::: GIVEN PASSAGE :::

What Is Scrapy and Why You Need It
Scrapy is a powerful asynchronous framework for web scraping written in Python, providing high‑performance and scalable data collection from websites. This tool automates the extraction of structured information from web pages, making it indispensable for data analysis, price monitoring, news parsing, and many other tasks.
Key Features and Benefits of Scrapy
Asynchronous Architecture
Scrapy is built on the Twisted library, enabling asynchronous request handling and high performance when working with a large number of web pages. This allows you to process many requests concurrently without blocking the program.
Flexible Data Extraction
The framework supports various data extraction methods:
- CSS selectors for simple element selection
- XPath selectors for more complex queries
- Regular expressions for precise data extraction
- Support for JSON and XML formats
Scalability and Performance
Scrapy is designed for projects of any size—from small scripts to large‑scale industrial solutions. Built‑in caching, parallel processing, and memory‑management mechanisms ensure stable operation even when handling millions of pages.
Extensibility via Middleware
The middleware system makes it easy to extend the framework’s functionality by adding custom request/response handling logic, header management, proxy support, and more.

:::

- _INSTRUCTION_
Copy out the Scrapy overview above in full, word for word, with every heading and list line in its original order.

::: DATA SEGMENT :::

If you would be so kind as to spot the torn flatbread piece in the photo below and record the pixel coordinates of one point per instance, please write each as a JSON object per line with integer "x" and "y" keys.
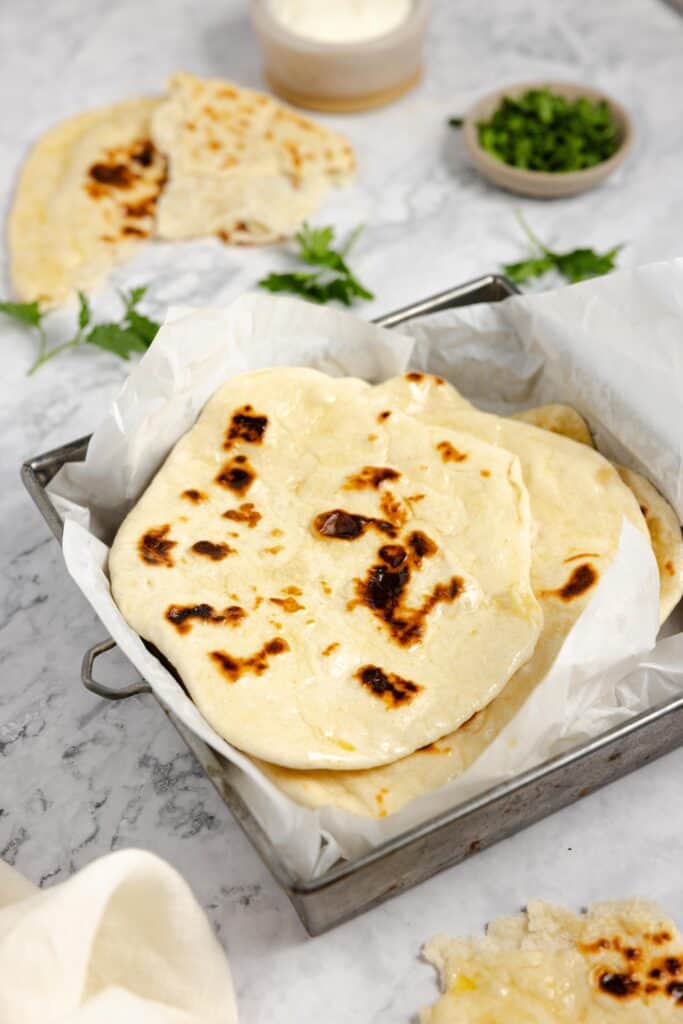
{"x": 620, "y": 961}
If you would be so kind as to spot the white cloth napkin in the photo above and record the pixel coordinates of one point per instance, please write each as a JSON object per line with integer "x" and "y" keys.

:::

- _RESULT OF THE EXERCISE_
What Is Scrapy and Why You Need It
Scrapy is a powerful asynchronous framework for web scraping written in Python, providing high‑performance and scalable data collection from websites. This tool automates the extraction of structured information from web pages, making it indispensable for data analysis, price monitoring, news parsing, and many other tasks.
Key Features and Benefits of Scrapy
Asynchronous Architecture
Scrapy is built on the Twisted library, enabling asynchronous request handling and high performance when working with a large number of web pages. This allows you to process many requests concurrently without blocking the program.
Flexible Data Extraction
The framework supports various data extraction methods:
- CSS selectors for simple element selection
- XPath selectors for more complex queries
- Regular expressions for precise data extraction
- Support for JSON and XML formats
Scalability and Performance
Scrapy is designed for projects of any size—from small scripts to large‑scale industrial solutions. Built‑in caching, parallel processing, and memory‑management mechanisms ensure stable operation even when handling millions of pages.
Extensibility via Middleware
The middleware system makes it easy to extend the framework’s functionality by adding custom request/response handling logic, header management, proxy support, and more.